EXERCICES.
**1)** Selon l'extrait sur l'empreinte carbone de la chirurgie, quelle part des émissions de gaz à effet de serre des hôpitaux les salles d'opérations représentent-elles ?
**2)** Dans l'extrait sur l'empreinte carbone de la chirurgie, recopiez le passage allant de "Au bloc opératoire, l'impératif" jusqu'à "de leurs déchets." inclus, en remplaçant "salles d'opérations" par "blocs chirurgicaux".

EXTRAIT.
+ + + + + + +
Au bloc opératoire, l'impératif écologique se greffe à l'exigence de rigueur médicale : pour réduire l'empreinte carbone en chirurgie, les gaz anesthésiants les plus polluants font place à des alternatives moins nocives.
Bastions des bistouris, d'éclairages puissants, de machines de monitoring, de systèmes de ventilation, de gaz pour endormir les patients, les salles d'opérations comptent pour environ 40% des émissions de gaz à effet de serre des hôpitaux et génèrent environ 30% de leurs déchets.
Selon de nouvelles données de The Shift Project présentées lundi, 7% des émissions proviennent en France de l'usage des gaz médicaux (inhalateurs, gaz halogénés utilisés en anesthésie et le protoxyde d'azote qui représente 30% de ces émissions), ce qui équivaut "aux émissions générées par plus de 75.000 tours de la terre en voiture thermique".
+ + + + + + +
ENTRÉES FOURNIES.

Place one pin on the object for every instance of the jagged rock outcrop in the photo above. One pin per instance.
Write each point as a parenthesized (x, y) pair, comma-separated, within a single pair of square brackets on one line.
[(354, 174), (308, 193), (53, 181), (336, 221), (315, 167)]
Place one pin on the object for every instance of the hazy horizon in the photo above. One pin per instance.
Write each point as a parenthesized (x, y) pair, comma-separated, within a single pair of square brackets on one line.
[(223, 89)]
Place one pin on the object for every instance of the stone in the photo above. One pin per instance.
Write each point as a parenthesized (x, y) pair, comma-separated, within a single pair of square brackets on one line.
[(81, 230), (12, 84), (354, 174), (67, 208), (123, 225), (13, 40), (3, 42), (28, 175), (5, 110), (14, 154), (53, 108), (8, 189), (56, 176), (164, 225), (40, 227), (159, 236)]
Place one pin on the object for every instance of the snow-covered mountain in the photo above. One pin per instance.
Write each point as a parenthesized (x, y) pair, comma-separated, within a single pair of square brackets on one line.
+ + + + + + +
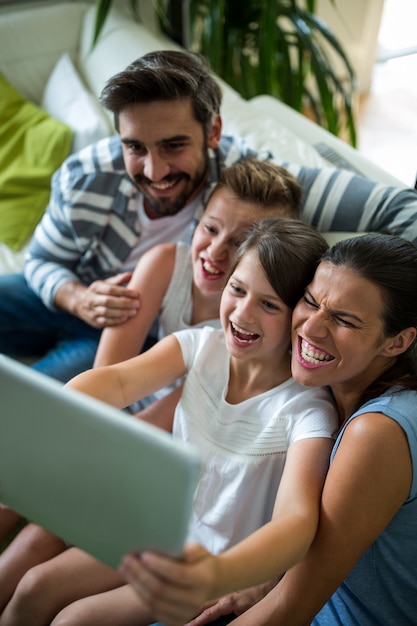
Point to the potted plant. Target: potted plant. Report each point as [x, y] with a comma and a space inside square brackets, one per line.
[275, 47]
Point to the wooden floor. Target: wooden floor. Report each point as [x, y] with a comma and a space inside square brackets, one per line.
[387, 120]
+ + + + + + +
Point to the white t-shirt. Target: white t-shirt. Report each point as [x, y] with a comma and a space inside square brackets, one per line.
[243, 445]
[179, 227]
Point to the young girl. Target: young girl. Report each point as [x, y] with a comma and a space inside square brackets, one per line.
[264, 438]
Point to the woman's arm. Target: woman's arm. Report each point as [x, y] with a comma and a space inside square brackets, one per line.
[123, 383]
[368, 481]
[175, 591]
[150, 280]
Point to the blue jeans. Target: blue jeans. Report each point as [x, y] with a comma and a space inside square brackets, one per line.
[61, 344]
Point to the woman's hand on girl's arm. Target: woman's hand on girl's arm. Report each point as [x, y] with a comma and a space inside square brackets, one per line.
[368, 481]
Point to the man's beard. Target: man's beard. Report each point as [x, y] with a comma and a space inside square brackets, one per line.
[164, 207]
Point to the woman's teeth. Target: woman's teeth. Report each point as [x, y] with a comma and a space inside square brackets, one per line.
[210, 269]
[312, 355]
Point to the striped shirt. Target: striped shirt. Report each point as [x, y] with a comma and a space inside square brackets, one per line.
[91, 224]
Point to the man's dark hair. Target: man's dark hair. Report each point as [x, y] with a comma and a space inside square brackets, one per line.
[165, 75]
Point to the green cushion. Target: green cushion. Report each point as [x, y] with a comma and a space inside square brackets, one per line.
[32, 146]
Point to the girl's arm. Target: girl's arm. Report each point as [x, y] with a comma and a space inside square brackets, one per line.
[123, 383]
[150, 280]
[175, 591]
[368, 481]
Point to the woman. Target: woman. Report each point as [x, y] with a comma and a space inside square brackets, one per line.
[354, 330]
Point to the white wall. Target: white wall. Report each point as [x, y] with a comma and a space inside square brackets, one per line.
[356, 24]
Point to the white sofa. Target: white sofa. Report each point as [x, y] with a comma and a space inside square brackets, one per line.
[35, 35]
+ + + + + + +
CORRIGÉ.
**1)** Environ 40 % des émissions de gaz à effet de serre des hôpitaux.

**2)**
Au bloc opératoire, l'impératif écologique se greffe à l'exigence de rigueur médicale : pour réduire l'empreinte carbone en chirurgie, les gaz anesthésiants les plus polluants font place à des alternatives moins nocives.
Bastions des bistouris, d'éclairages puissants, de machines de monitoring, de systèmes de ventilation, de gaz pour endormir les patients, les blocs chirurgicaux comptent pour environ 40% des émissions de gaz à effet de serre des hôpitaux et génèrent environ 30% de leurs déchets.